What this task involves: Transcribe the material below exactly as it appears.

Data for the task:
>> Start

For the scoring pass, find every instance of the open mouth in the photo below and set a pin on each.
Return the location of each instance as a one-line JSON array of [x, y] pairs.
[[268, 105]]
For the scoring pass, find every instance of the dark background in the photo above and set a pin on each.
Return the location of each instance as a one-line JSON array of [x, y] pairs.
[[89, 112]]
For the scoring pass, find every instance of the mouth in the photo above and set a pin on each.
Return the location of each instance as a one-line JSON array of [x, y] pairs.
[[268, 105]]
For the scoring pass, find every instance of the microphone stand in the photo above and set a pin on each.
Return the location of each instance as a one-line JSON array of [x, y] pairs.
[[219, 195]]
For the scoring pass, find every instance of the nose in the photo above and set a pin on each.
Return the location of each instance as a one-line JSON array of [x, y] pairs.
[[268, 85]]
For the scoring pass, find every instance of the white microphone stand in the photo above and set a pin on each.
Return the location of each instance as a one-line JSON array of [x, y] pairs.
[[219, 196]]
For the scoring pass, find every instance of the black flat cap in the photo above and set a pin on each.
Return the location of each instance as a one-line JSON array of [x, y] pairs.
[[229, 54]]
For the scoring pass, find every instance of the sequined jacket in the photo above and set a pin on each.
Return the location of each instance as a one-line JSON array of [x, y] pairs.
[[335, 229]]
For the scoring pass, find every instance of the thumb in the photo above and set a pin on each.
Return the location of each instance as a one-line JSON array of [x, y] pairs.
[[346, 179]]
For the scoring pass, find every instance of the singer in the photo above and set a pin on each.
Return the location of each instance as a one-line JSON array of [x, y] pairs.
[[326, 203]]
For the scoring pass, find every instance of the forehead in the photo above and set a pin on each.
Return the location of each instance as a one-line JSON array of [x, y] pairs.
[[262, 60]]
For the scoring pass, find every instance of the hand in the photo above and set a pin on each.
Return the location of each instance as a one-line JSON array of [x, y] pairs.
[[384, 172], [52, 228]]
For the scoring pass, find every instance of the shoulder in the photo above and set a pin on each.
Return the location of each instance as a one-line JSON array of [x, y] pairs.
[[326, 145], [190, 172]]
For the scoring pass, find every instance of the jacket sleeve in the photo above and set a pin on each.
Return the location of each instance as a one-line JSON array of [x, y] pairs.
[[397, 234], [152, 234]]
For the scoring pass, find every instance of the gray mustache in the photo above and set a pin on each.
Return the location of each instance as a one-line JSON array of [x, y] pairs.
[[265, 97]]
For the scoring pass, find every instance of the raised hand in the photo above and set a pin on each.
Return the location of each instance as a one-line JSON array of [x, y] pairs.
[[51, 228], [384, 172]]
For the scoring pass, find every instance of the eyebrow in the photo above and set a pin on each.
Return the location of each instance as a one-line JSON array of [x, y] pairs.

>> End

Task answer:
For the scoring pass, find every instance of the open mouth in the photo below and set a pin on each.
Return the location of each instance as a one-line JSON array of [x, y] pairs.
[[268, 105]]
For the scoring pass, find every instance of the dark background in the photo above and set a pin on each.
Return the location of each instance as a one-line JSON array of [x, y] pairs.
[[89, 112]]
For the scoring pass, find every instance of the mouth in the photo above and set a pin on each.
Return the location of each instance as a one-line JSON array of [x, y] pairs.
[[268, 105]]
For the scoring pass, find every instance of the microphone stand in the photo above and set a pin on each.
Return the location of each instance as a one-line JSON array of [x, y] pairs.
[[219, 195]]
For the scoring pass, find every instance of the nose in the photo above and set a pin on each.
Return the location of each instance as a one-line JSON array of [x, y] pairs.
[[268, 85]]
For the scoring pass, find every instance of the white microphone stand in the photo above and set a pin on each.
Return the location of each instance as a one-line JSON array of [x, y] pairs.
[[219, 196]]
For the scoring pass, find every instance of the black flat cap in the photo above and set a pin on each.
Return the location of each instance as a one-line JSON array of [x, y] pairs.
[[229, 54]]
For the scoring pass, find every instance of the sequined jacket in the photo above and set a pin on each.
Return the location of each instance as a one-line JSON array of [x, y] pairs.
[[335, 229]]
For the scoring pass, find every instance of the thumb in the photo above and set a pin on each.
Return the location of each instance as a one-line JSON array of [x, y] pairs.
[[346, 179]]
For the scoring pass, find every instance of the singer in the photo above and set a pin on each.
Return the location of each instance as a one-line JSON array of [x, y] pairs.
[[326, 203]]
For the scoring pass, find every instance of the forehead in the photo above and set a pin on each.
Return the location of each instance as a one-line JSON array of [x, y] pairs.
[[262, 60]]
For the scoring pass, find every instance of the hand in the photo above and set a pin on each.
Return the location of each instance as a one-line JSON array of [x, y] pairs.
[[384, 172], [52, 228]]
For the scoring pass, find every instance of the shoulder in the photo above and set a pin on each.
Return the location of each instance as a one-line JSON array of [x, y] pairs.
[[326, 145], [190, 172]]
For the scoring pass, find every instance of the jacket sleeve in the photo above and set a pin on each.
Return the location of each instance as a one-line JSON array of [x, y] pairs.
[[397, 234], [152, 234]]
For the scoring pass, find every instance of the gray mustache in the photo above and set a pin on each.
Return the location of each instance as a one-line JSON array of [x, y] pairs.
[[265, 97]]
For the scoring pass, find every instance of the raised hand in the photo above and set a pin on each.
Return the location of each instance as a one-line JSON array of [x, y] pairs.
[[51, 228], [384, 172]]
For the scoring pass, find every instance of the eyebrow in the photo above and set a pin on each.
Return the location of each instance as a one-line JSON array of [x, y] pairs.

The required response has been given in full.